Each record is to be duplicated exactly, with nothing added.

---------------

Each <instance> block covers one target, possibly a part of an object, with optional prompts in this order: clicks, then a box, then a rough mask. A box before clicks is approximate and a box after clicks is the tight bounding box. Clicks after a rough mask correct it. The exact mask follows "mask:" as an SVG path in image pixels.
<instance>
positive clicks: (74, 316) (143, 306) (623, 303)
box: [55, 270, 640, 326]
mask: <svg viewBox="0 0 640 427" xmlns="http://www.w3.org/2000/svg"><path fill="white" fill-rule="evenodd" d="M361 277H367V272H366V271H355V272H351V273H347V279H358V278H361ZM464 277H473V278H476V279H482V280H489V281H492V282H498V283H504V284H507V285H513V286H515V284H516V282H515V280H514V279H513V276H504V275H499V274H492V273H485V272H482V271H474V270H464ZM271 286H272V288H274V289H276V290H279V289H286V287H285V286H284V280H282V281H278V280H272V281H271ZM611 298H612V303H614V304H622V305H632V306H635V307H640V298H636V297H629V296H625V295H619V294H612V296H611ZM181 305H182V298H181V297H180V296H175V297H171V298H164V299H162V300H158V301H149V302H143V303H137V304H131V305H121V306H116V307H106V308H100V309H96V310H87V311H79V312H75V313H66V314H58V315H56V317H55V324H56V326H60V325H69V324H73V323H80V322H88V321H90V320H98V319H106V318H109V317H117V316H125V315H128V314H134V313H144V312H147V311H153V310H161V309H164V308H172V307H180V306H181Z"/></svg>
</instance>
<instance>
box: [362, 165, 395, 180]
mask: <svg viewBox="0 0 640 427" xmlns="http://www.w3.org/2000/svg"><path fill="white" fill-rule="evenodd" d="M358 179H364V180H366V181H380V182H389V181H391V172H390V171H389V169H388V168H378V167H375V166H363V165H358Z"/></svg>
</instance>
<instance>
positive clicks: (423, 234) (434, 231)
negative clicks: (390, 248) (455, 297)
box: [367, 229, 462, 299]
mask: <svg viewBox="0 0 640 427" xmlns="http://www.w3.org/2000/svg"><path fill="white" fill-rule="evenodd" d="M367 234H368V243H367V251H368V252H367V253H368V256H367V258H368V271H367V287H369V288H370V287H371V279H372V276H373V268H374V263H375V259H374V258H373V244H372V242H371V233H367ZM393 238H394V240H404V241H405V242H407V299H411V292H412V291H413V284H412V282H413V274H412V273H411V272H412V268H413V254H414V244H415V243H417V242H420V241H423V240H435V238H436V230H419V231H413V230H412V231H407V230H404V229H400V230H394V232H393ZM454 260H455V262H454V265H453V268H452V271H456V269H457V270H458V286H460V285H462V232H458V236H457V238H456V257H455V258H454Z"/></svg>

---------------

▸ **ANSWER SECTION**
Each <instance> block covers one target, possibly a part of an object, with optional prompts in this order: clicks, then a box, then a rough mask. A box before clicks is approximate and a box after clicks is the tight bounding box. Clicks after a rough mask correct it. The exact mask follows "mask:" as an SVG path in image pixels.
<instance>
positive clicks: (74, 316) (143, 306) (623, 303)
box: [55, 270, 640, 326]
mask: <svg viewBox="0 0 640 427" xmlns="http://www.w3.org/2000/svg"><path fill="white" fill-rule="evenodd" d="M361 277H367V272H366V271H355V272H351V273H347V279H358V278H361ZM464 277H473V278H476V279H482V280H489V281H492V282H498V283H504V284H507V285H513V286H515V284H516V282H515V280H514V279H513V276H504V275H499V274H492V273H485V272H482V271H474V270H464ZM271 286H272V288H274V289H276V290H279V289H286V287H285V286H284V280H282V281H278V280H272V281H271ZM611 298H612V303H614V304H622V305H632V306H635V307H640V298H636V297H629V296H625V295H619V294H612V296H611ZM181 305H182V298H181V297H180V296H175V297H171V298H164V299H162V300H158V301H149V302H143V303H137V304H131V305H121V306H116V307H106V308H100V309H96V310H87V311H79V312H75V313H66V314H58V315H56V317H55V324H56V326H60V325H69V324H73V323H80V322H88V321H90V320H98V319H106V318H109V317H117V316H125V315H128V314H134V313H144V312H147V311H153V310H161V309H164V308H172V307H180V306H181Z"/></svg>
</instance>
<instance>
box: [362, 165, 395, 180]
mask: <svg viewBox="0 0 640 427" xmlns="http://www.w3.org/2000/svg"><path fill="white" fill-rule="evenodd" d="M358 179H364V180H366V181H380V182H389V181H391V172H390V171H389V169H388V168H378V167H375V166H363V165H358Z"/></svg>
</instance>
<instance>
positive clicks: (423, 234) (434, 231)
negative clicks: (390, 248) (455, 297)
box: [367, 229, 462, 299]
mask: <svg viewBox="0 0 640 427" xmlns="http://www.w3.org/2000/svg"><path fill="white" fill-rule="evenodd" d="M367 234H368V243H367V251H368V252H367V253H368V256H367V258H368V271H367V287H369V288H370V287H371V279H372V276H373V268H374V263H375V259H374V258H373V244H372V242H371V233H367ZM393 238H394V240H404V241H405V242H407V299H411V292H412V291H413V284H412V282H413V274H412V273H411V272H412V268H413V254H414V244H415V243H417V242H420V241H423V240H435V238H436V230H419V231H413V230H412V231H407V230H404V229H400V230H394V232H393ZM454 260H455V262H454V265H453V268H452V271H456V269H457V270H458V286H460V285H462V232H458V236H457V238H456V257H455V258H454Z"/></svg>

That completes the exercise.